━━━━━ Page excerpt

Skip to content

Backpressure in Streaming Systems

Handling Slow Consumers and Overloaded Pipelines


Overview

Backpressure occurs when a streaming system cannot process data as fast as it’s being produced. Without proper handling, backpressure causes unbounded memory growth, crashes, and data loss. This guide covers backpressure detection, mitigation strategies, and prevention techniques.


What is Backpressure?

Backpressure: Mechanism to signal producers to slow down when consumers cannot keep up.

Without Backpressure:

  • Buffers fill up
  • Memory grows unbounded
  • OOM crashes
  • Data loss

With Backpressure:

  • Producer slows down
  • Consumer catches up
  • System remains stable

Backpressure Scenarios

Scenario 1: Slow Sink

Problem: Sink cannot write fast enough (database throttling, slow network)

━━━━━━━━━━

* **What you will do**
**A.** In the backpressure page, retype the part that opens with the words containing "Backpressure in Streaming" and closes with "What is Backpressure?".
**B.** According to the backpressure page, what three topics does the guide cover?
**C.** List every outcome that the backpressure page gives under "Without Backpressure:".

━━━━━ Extracted material

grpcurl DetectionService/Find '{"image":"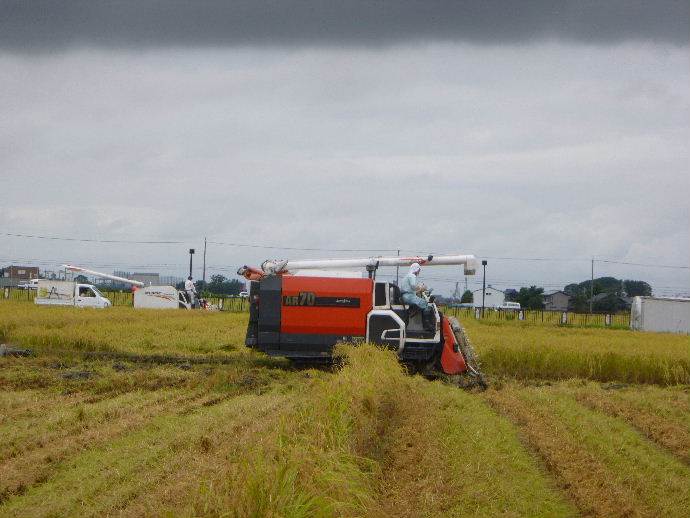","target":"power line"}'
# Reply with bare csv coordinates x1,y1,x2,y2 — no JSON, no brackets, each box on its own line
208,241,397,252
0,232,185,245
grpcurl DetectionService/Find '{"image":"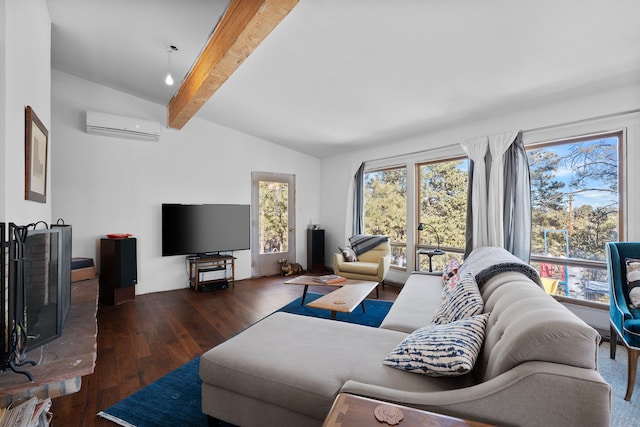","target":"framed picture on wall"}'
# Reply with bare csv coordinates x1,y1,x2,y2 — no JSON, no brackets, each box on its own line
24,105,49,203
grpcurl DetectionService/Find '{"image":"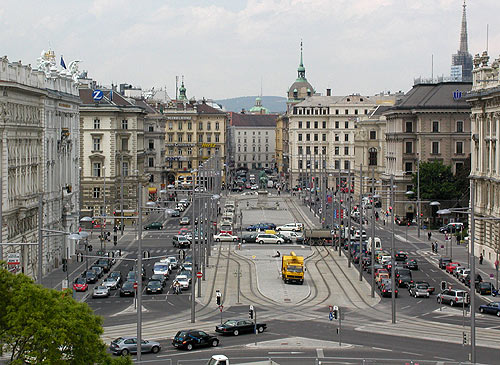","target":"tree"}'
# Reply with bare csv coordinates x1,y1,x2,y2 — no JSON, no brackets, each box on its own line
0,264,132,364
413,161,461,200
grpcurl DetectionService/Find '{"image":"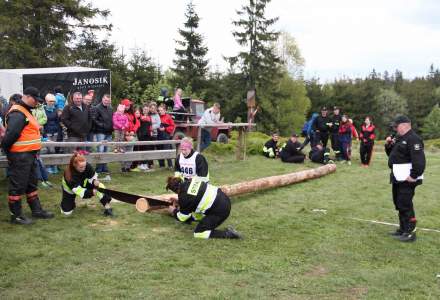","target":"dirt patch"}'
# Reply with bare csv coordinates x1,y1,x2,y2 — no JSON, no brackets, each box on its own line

━━━━━━━━━━
━━━━━ Extracted material

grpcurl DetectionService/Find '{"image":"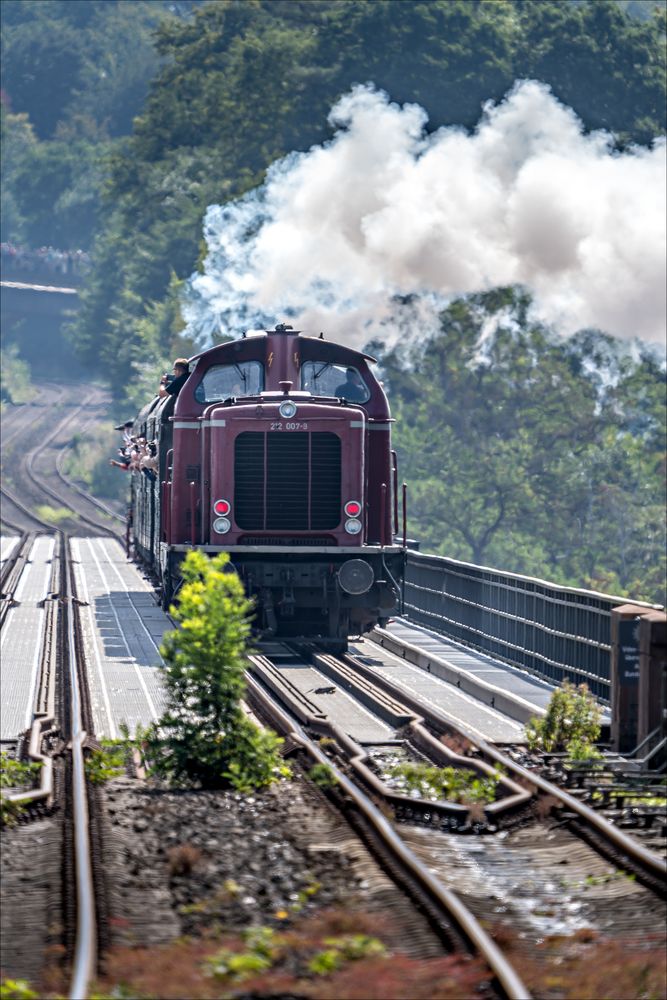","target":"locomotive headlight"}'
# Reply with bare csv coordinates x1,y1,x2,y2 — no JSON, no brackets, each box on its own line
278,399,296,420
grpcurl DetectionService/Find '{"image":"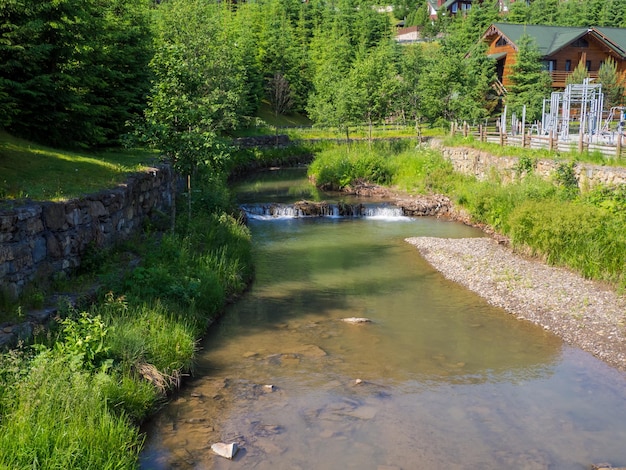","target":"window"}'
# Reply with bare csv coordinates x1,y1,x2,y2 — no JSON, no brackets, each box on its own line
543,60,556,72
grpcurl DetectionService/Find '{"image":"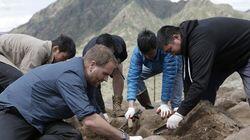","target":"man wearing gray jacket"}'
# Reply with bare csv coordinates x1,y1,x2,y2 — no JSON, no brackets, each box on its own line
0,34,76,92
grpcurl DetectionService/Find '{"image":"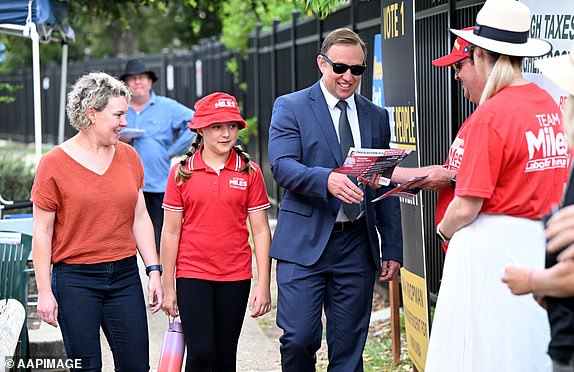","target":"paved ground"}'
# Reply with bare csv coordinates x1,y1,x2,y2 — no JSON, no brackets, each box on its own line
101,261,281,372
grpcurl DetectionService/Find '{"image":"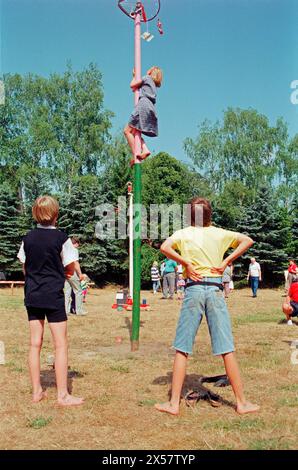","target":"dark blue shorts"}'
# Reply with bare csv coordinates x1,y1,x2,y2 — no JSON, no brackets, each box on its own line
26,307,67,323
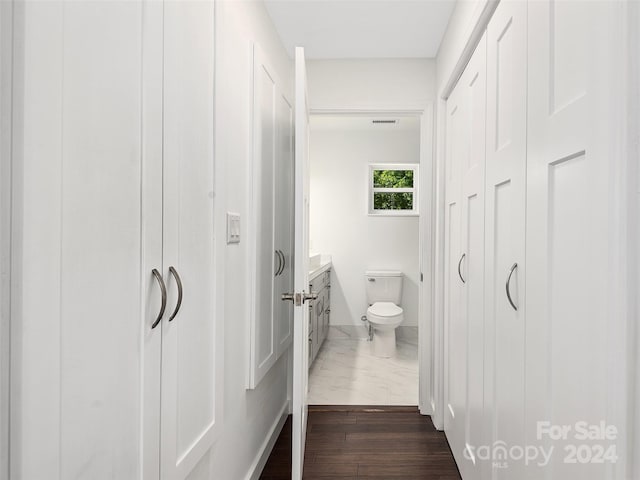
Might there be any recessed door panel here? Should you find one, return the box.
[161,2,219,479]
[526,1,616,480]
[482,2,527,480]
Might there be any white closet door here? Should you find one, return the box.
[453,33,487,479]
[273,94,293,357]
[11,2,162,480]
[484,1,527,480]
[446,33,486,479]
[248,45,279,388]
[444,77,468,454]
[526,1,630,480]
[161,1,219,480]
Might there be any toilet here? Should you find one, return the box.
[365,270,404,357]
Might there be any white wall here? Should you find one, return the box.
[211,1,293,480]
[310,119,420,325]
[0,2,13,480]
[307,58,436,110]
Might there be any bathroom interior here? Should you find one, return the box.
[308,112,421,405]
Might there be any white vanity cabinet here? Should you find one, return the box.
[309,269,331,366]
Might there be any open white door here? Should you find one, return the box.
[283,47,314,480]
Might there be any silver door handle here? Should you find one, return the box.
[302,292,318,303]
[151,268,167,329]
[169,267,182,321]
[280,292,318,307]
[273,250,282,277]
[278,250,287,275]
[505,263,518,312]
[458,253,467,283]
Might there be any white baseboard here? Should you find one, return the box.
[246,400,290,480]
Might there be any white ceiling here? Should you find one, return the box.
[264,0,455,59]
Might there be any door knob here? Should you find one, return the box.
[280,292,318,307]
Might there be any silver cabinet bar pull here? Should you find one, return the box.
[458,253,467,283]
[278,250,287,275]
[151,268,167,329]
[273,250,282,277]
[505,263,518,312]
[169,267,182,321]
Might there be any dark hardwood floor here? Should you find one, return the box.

━━━━━━━━━━
━━━━━ Extracted material

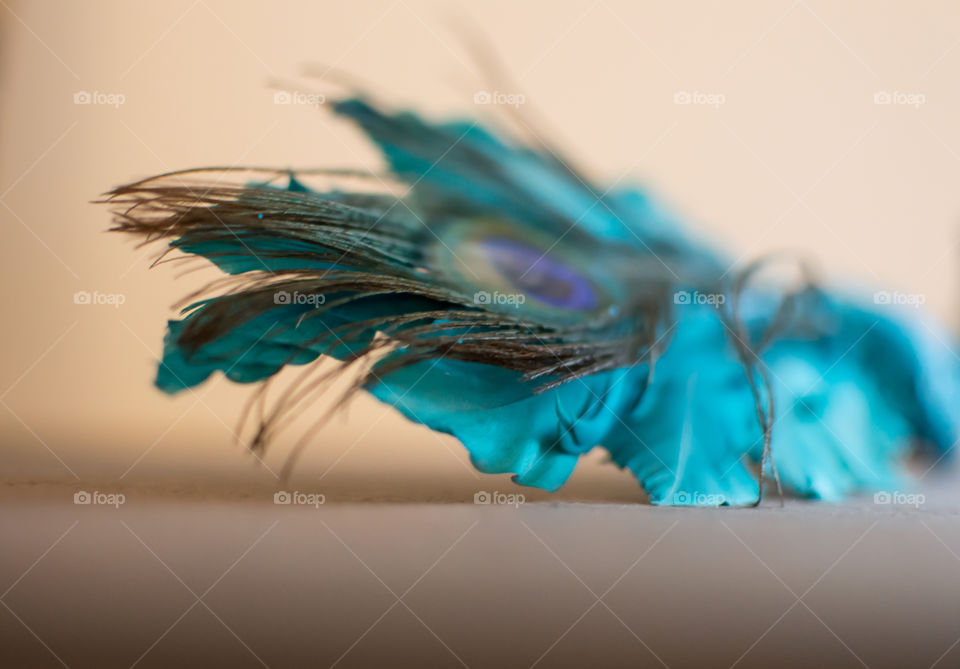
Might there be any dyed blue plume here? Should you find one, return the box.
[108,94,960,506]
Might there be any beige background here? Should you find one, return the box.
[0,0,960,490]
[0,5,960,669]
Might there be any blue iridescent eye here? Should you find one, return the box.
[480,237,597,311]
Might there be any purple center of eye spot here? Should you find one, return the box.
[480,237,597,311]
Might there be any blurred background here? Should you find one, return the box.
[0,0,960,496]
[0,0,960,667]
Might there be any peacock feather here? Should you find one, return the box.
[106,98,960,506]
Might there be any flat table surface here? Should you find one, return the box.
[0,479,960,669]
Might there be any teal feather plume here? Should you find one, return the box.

━━━━━━━━━━

* **Task-by-task solutions**
**A.**
Backpressure in Streaming Systems

Handling Slow Consumers and Overloaded Pipelines


Overview

Backpressure occurs when a streaming system cannot process data as fast as it’s being produced. Without proper handling, backpressure causes unbounded memory growth, crashes, and data loss. This guide covers backpressure detection, mitigation strategies, and prevention techniques.


What is Backpressure?

**B.** Backpressure detection, mitigation strategies, and prevention techniques.

**C.**
- Buffers fill up
- Memory grows unbounded
- OOM crashes
- Data loss